# DIRECTIONS FOR THIS TASK:
Output the full listing exactly.
------------------------
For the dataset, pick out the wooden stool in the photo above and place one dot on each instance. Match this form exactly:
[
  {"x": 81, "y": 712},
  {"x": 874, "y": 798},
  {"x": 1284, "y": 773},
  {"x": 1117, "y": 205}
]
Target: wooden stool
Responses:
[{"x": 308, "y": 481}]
------------------------
# EXERCISE RESULT:
For the dataset, pick out the wooden stool in the photo above and place one dot on each instance. Match this form exactly:
[
  {"x": 81, "y": 712},
  {"x": 874, "y": 798},
  {"x": 1284, "y": 773},
  {"x": 1117, "y": 205}
]
Target: wooden stool
Responses:
[{"x": 308, "y": 481}]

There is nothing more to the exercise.